● **PROBLEM STATEMENT**: Please decide whether each statement agrees with the book review below, answering yes or no and quoting the words of the review that settle it: 1. Maddie's new intern is Isobel York. 2. Brandi organizes her charity event herself. 3. Nick works as a detective.

━━━ SELECTION ━━━

A Vintage Magic Mystery, No 4
July 2011/ ISBN 978-0-425-24222-3
by Laura Hinds
Skirting the Grave is the fourth book in Annette Blair’s
Vintage Magic Mystery series. Vintage clothing is Maddie Cutler’s
passion in life. Well, along with the two men who are in love with
her! She owns the clothing shop Vintage Magic, and magic does happen
indeed because she is blessed (or cursed) with the paranormal ability
to get psychic visions from holding the previously-owned clothes.
This is not always a good thing, but has helped Maddie to solve
some crimes in the past.
Maddie’s sister, Brandi, is holding a very big charity event
and guess who gets to organize it? Yes, Maddie. Fortunately, she
has a new intern, Isobel York, who is more than capable of helping
to run the store while Maddie works on the charity event. Alas,
a look-alike to Isobel is murdered, and Isobel is getting death
threats on the telephone. Of course Maddie, along with hunky guy
friends Nick (FBI agent) and Detective Lytton Werner, investigate
the murder and find themselves drawn deeper into a tangled case
that turns as deceptive as a spider’s web is to a fly.

━━━ RECORDS SHOWN ━━━

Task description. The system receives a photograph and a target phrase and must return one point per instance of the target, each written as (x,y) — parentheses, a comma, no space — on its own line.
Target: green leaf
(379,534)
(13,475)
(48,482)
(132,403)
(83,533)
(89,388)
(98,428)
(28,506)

━━━

● **SOLUTION TO THIS EXERCISE**:
1. Yes: "she has a new intern, Isobel York"
2. No: "and guess who gets to organize it? Yes, Maddie."
3. No: "Nick (FBI agent)"